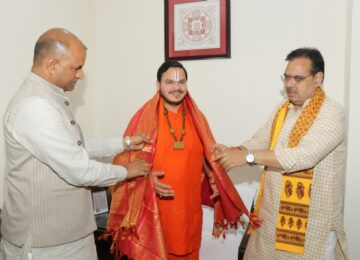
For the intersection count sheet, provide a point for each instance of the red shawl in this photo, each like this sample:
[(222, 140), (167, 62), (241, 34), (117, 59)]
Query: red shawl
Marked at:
[(134, 220)]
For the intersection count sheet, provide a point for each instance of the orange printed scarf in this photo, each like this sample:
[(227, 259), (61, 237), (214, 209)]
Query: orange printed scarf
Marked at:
[(296, 186), (134, 221)]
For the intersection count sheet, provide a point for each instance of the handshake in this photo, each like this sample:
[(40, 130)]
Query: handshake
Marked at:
[(136, 168)]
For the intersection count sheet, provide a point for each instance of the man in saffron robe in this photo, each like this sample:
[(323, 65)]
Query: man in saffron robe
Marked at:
[(161, 217)]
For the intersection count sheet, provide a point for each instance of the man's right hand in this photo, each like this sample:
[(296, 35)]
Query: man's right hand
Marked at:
[(137, 142), (137, 168), (161, 189)]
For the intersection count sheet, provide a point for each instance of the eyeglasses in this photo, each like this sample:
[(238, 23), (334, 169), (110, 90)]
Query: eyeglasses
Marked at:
[(173, 82), (297, 78)]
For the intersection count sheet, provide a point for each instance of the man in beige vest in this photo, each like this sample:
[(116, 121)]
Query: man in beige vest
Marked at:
[(302, 147), (48, 212)]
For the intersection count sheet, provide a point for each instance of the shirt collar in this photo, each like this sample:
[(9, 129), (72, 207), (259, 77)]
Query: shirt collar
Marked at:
[(53, 89)]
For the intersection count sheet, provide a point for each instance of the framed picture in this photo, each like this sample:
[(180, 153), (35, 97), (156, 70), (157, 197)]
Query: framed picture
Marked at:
[(197, 29)]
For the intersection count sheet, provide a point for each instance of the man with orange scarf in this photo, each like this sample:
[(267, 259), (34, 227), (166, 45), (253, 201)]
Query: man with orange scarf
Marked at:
[(302, 147), (161, 217)]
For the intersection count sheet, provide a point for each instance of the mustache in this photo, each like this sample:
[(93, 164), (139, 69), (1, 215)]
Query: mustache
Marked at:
[(291, 90), (176, 91)]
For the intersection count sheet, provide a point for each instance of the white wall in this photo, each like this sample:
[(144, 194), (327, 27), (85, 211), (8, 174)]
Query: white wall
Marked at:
[(236, 94), (352, 210), (126, 41)]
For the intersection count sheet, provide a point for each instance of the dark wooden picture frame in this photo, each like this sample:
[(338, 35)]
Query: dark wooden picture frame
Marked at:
[(197, 29)]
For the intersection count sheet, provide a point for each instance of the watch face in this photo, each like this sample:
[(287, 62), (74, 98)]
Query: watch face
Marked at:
[(250, 158)]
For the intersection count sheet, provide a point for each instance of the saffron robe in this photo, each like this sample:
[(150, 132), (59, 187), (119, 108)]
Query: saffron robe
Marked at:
[(181, 215)]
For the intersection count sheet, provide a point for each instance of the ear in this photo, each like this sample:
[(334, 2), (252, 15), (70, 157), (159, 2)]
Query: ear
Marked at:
[(157, 85), (319, 78), (51, 65)]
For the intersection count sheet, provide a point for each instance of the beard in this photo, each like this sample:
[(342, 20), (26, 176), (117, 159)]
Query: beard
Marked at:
[(172, 103)]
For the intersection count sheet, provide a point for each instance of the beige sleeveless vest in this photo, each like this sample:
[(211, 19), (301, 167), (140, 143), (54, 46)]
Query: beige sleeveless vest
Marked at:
[(37, 201)]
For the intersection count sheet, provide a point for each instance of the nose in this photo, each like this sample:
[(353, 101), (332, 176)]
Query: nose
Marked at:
[(80, 74)]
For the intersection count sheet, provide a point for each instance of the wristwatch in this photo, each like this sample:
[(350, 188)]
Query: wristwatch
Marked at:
[(250, 158), (127, 142)]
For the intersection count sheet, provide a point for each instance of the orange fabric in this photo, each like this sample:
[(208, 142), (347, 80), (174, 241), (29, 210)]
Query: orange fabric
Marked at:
[(134, 220), (183, 169), (192, 256)]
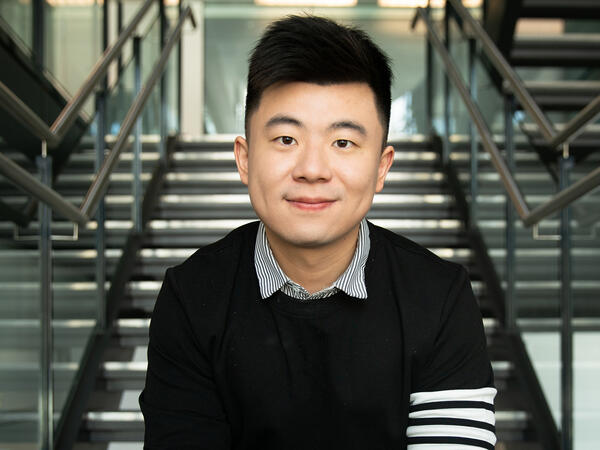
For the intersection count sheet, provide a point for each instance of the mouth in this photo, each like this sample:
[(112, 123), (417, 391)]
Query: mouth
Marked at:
[(310, 203)]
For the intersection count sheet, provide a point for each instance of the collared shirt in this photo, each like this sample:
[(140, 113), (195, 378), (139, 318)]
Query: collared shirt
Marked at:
[(271, 277)]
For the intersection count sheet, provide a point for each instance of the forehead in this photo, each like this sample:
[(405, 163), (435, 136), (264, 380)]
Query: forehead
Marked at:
[(318, 106)]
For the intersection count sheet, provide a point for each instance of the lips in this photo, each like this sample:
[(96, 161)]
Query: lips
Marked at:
[(310, 203)]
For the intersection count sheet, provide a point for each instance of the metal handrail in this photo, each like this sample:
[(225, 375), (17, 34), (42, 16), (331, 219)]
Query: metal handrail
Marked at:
[(552, 137), (100, 182), (54, 134), (529, 217), (82, 215)]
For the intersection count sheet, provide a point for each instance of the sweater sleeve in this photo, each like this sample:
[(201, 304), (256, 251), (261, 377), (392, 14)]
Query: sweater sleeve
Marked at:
[(180, 403), (452, 400)]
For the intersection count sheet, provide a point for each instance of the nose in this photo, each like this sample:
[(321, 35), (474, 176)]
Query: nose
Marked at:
[(312, 164)]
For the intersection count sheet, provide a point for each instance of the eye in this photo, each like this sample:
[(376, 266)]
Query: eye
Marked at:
[(343, 143), (286, 140)]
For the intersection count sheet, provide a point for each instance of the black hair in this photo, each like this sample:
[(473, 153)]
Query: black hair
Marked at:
[(318, 50)]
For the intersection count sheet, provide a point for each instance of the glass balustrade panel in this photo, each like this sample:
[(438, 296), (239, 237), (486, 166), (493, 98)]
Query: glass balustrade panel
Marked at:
[(20, 331)]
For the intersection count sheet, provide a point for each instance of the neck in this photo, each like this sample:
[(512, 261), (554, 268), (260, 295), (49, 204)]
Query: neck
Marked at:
[(314, 268)]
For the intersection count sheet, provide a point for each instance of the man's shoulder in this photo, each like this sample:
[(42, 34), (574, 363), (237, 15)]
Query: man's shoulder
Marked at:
[(409, 252)]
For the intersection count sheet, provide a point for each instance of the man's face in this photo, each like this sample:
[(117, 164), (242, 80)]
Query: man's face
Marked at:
[(314, 160)]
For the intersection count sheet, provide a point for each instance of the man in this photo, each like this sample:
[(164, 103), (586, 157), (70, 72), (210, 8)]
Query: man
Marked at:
[(314, 329)]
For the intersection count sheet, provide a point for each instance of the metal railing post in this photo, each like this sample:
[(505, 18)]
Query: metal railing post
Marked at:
[(473, 134), (179, 55), (429, 97), (101, 211), (46, 400), (566, 353), (136, 163), (446, 147), (163, 86), (510, 235)]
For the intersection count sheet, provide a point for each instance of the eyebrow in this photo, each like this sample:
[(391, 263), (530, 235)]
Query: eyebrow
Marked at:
[(288, 120), (349, 124), (283, 120)]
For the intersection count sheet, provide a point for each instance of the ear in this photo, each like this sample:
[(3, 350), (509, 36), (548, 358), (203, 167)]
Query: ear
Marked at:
[(385, 162), (240, 150)]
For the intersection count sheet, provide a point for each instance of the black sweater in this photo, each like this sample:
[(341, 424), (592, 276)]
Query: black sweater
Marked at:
[(229, 370)]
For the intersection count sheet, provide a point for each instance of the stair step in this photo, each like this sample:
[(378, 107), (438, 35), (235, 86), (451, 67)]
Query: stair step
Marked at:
[(565, 50), (129, 425), (573, 9)]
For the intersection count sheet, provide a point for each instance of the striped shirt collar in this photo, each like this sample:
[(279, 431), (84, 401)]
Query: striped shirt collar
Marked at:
[(271, 277)]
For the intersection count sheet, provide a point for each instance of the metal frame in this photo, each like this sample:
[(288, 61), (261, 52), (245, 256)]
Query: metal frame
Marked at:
[(547, 431), (98, 187), (67, 430), (528, 217), (553, 138)]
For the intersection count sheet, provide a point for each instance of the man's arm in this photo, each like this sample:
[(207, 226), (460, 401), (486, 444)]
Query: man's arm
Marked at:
[(180, 403), (452, 403)]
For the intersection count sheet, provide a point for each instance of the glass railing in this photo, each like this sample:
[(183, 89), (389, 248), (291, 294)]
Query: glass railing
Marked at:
[(20, 339), (545, 270), (35, 395), (18, 15)]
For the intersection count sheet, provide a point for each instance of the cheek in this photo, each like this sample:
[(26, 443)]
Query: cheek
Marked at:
[(360, 176)]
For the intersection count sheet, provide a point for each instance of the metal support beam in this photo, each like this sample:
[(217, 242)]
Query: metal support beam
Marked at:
[(566, 337), (136, 163), (46, 400), (446, 148), (100, 212), (510, 234), (474, 188), (38, 26)]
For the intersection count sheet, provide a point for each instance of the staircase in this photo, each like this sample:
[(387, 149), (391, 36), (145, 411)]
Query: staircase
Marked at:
[(202, 200)]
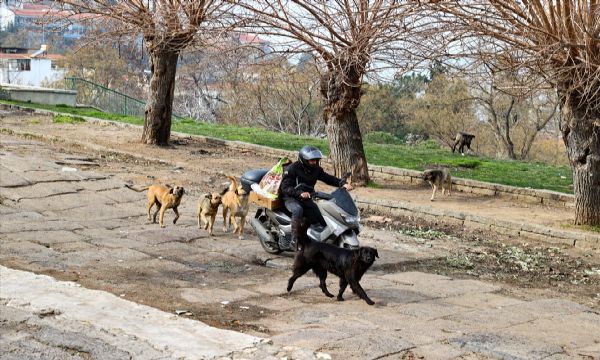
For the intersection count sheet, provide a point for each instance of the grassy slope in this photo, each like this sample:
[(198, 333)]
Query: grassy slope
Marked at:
[(515, 173)]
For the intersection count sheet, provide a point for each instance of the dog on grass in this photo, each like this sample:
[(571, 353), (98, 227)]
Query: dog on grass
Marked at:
[(348, 265), (235, 205), (165, 197), (208, 206), (438, 178)]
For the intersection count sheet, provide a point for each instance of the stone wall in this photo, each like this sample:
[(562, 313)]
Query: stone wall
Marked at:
[(40, 95)]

-*-

## PROBLEM STATEMENT
Every line in the records above that holds "face" counts once; state the total and nothing else.

## RESPONSE BOX
4